• [TASK GOAL]
Copy out all of the items below, swapping every occurrence of "bounding box" for "enclosing rectangle" and leaving everything else untouched.

═════ INPUT DATA

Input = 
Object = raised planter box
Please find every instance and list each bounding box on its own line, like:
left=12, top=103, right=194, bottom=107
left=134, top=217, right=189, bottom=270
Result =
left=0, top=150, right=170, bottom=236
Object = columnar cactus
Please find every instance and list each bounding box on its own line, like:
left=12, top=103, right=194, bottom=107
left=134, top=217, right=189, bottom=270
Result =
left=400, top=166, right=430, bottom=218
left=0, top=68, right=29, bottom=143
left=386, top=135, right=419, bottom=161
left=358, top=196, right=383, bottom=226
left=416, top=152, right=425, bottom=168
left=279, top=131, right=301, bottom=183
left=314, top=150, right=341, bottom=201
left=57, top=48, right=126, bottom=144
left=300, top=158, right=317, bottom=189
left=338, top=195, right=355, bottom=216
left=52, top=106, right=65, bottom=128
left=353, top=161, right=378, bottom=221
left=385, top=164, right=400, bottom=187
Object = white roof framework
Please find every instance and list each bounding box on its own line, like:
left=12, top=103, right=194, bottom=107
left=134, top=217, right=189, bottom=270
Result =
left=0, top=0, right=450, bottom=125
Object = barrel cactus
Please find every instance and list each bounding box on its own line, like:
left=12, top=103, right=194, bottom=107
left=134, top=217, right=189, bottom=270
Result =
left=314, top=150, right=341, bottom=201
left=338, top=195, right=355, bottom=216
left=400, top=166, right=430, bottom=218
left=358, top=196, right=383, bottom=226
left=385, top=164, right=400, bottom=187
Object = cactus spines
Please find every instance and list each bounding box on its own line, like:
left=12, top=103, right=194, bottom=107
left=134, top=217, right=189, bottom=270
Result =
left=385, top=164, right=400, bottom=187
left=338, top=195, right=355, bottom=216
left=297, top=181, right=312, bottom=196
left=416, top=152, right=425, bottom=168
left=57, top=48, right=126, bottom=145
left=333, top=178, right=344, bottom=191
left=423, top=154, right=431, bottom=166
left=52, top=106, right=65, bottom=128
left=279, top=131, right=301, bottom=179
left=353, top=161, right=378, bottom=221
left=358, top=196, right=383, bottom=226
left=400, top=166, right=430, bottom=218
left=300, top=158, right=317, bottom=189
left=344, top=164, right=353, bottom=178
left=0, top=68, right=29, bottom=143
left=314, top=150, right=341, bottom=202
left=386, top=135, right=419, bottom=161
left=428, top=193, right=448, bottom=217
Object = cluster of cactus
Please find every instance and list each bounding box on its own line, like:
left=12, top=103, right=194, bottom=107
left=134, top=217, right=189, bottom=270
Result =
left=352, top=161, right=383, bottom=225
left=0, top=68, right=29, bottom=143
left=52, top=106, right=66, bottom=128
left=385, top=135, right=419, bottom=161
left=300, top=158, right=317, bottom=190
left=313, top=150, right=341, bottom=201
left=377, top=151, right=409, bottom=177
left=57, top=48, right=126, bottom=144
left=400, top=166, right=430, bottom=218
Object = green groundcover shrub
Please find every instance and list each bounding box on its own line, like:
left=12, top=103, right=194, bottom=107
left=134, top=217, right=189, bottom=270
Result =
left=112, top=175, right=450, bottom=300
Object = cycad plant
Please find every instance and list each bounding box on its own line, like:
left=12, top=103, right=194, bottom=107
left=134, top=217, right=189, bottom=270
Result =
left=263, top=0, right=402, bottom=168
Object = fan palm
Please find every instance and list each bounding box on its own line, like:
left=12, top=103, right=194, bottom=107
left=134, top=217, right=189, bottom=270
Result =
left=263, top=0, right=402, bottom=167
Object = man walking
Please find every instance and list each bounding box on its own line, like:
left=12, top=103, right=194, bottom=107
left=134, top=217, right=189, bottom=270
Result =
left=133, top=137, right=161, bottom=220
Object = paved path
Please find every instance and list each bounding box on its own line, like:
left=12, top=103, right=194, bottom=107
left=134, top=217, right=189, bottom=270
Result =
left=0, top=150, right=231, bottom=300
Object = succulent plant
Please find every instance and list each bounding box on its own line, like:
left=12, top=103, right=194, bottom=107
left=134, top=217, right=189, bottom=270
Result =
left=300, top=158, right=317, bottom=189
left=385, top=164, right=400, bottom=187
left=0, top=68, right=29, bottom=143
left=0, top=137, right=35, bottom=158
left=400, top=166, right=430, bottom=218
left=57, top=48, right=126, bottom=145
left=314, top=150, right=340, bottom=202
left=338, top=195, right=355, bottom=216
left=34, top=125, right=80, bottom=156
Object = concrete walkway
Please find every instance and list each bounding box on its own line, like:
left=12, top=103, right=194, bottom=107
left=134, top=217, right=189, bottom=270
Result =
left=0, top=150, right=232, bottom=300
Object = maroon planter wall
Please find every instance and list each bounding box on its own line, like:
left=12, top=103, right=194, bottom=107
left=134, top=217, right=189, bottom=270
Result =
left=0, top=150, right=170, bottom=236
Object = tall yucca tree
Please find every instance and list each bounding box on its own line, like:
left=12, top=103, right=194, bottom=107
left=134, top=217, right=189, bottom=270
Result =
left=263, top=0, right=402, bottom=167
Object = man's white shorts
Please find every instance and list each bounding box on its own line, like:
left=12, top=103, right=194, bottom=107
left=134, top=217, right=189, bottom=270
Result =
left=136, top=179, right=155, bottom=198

══════════

• [EXERCISE ANSWER]
Input = 
Object = raised planter box
Please find every instance and list each enclosing rectangle on its own line, like:
left=12, top=103, right=194, bottom=107
left=134, top=217, right=189, bottom=270
Result =
left=0, top=150, right=170, bottom=236
Object = columnar cactus
Please find every instance and list each enclosing rectangle on its own line, like:
left=12, top=103, right=194, bottom=107
left=134, top=217, right=189, bottom=270
Result =
left=400, top=166, right=430, bottom=218
left=0, top=68, right=29, bottom=143
left=386, top=135, right=419, bottom=161
left=358, top=196, right=383, bottom=226
left=416, top=152, right=425, bottom=168
left=279, top=131, right=301, bottom=183
left=314, top=150, right=341, bottom=201
left=57, top=48, right=126, bottom=144
left=300, top=158, right=317, bottom=189
left=338, top=195, right=355, bottom=216
left=52, top=106, right=65, bottom=128
left=353, top=161, right=378, bottom=221
left=385, top=164, right=400, bottom=187
Object = white roof framework
Please find every instance and list each enclosing rectangle on its own line, like:
left=12, top=103, right=194, bottom=107
left=134, top=217, right=189, bottom=270
Result =
left=0, top=0, right=450, bottom=125
Object = barrel cactus
Please find every instance and list each enclosing rectangle on its own line, like:
left=12, top=103, right=194, bottom=107
left=134, top=217, right=189, bottom=270
Result =
left=314, top=150, right=341, bottom=201
left=338, top=195, right=355, bottom=216
left=400, top=166, right=430, bottom=218
left=358, top=196, right=383, bottom=226
left=385, top=164, right=400, bottom=187
Object = cactus spines
Please find every instance and list each enclosing rectangle on its own line, like:
left=12, top=103, right=194, bottom=107
left=134, top=217, right=189, bottom=270
Result =
left=385, top=164, right=400, bottom=187
left=338, top=195, right=355, bottom=216
left=297, top=181, right=312, bottom=196
left=416, top=152, right=425, bottom=168
left=57, top=48, right=126, bottom=145
left=333, top=178, right=344, bottom=191
left=423, top=154, right=431, bottom=166
left=52, top=106, right=65, bottom=128
left=279, top=131, right=301, bottom=179
left=353, top=161, right=378, bottom=221
left=358, top=196, right=383, bottom=226
left=400, top=166, right=430, bottom=218
left=300, top=158, right=317, bottom=189
left=344, top=164, right=353, bottom=178
left=0, top=68, right=29, bottom=143
left=314, top=150, right=341, bottom=202
left=386, top=135, right=419, bottom=161
left=428, top=193, right=448, bottom=217
Object = cluster of cactus
Please find every instance and list each enclosing rectangle on its own line, like:
left=12, top=103, right=194, bottom=107
left=134, top=217, right=189, bottom=270
Result =
left=352, top=161, right=383, bottom=225
left=0, top=68, right=29, bottom=143
left=52, top=106, right=66, bottom=128
left=385, top=135, right=419, bottom=161
left=300, top=158, right=317, bottom=190
left=313, top=150, right=341, bottom=201
left=377, top=151, right=409, bottom=177
left=57, top=48, right=126, bottom=144
left=400, top=166, right=430, bottom=218
Object = green groundcover shrub
Please find every instance and list each enclosing rectangle on its own line, like:
left=12, top=103, right=194, bottom=107
left=134, top=217, right=189, bottom=270
Result =
left=112, top=175, right=450, bottom=300
Object = cycad plant
Please find every instance and list each enclosing rectangle on its own line, like:
left=12, top=103, right=194, bottom=107
left=134, top=217, right=189, bottom=270
Result =
left=263, top=0, right=402, bottom=168
Object = fan palm
Please find every instance and list each enclosing rectangle on its own line, like:
left=12, top=103, right=194, bottom=107
left=134, top=217, right=189, bottom=270
Result =
left=263, top=0, right=402, bottom=167
Object = man walking
Please find every instance and list each enclosing rectangle on its own line, like:
left=12, top=103, right=194, bottom=107
left=134, top=217, right=189, bottom=270
Result =
left=133, top=137, right=161, bottom=220
Object = paved path
Please find every instance and list each enclosing rectangle on its own line, like:
left=12, top=103, right=194, bottom=107
left=134, top=217, right=189, bottom=270
Result =
left=0, top=150, right=231, bottom=300
Object = succulent plant
Please find every instance and list each enclosing rectangle on its own line, like:
left=12, top=103, right=194, bottom=107
left=134, top=217, right=189, bottom=270
Result =
left=300, top=158, right=317, bottom=189
left=385, top=164, right=400, bottom=187
left=0, top=68, right=29, bottom=143
left=0, top=137, right=35, bottom=158
left=400, top=166, right=430, bottom=218
left=57, top=48, right=126, bottom=145
left=314, top=150, right=340, bottom=202
left=338, top=195, right=355, bottom=216
left=34, top=125, right=80, bottom=156
Object = concrete walkway
Please find every instance and list each enclosing rectangle on its own line, like:
left=12, top=103, right=194, bottom=107
left=134, top=217, right=189, bottom=270
Result =
left=0, top=150, right=232, bottom=300
Object = maroon planter wall
Please find every instance and list each enclosing rectangle on its own line, like:
left=12, top=103, right=194, bottom=107
left=134, top=217, right=189, bottom=270
Result =
left=0, top=150, right=170, bottom=236
Object = tall yucca tree
Please find every instance and list each enclosing rectangle on its own line, like:
left=12, top=103, right=194, bottom=107
left=134, top=217, right=189, bottom=270
Result =
left=263, top=0, right=402, bottom=167
Object = man's white shorts
Please find every instance and list each enclosing rectangle on its own line, like:
left=12, top=103, right=194, bottom=107
left=134, top=217, right=189, bottom=270
Result =
left=136, top=179, right=155, bottom=198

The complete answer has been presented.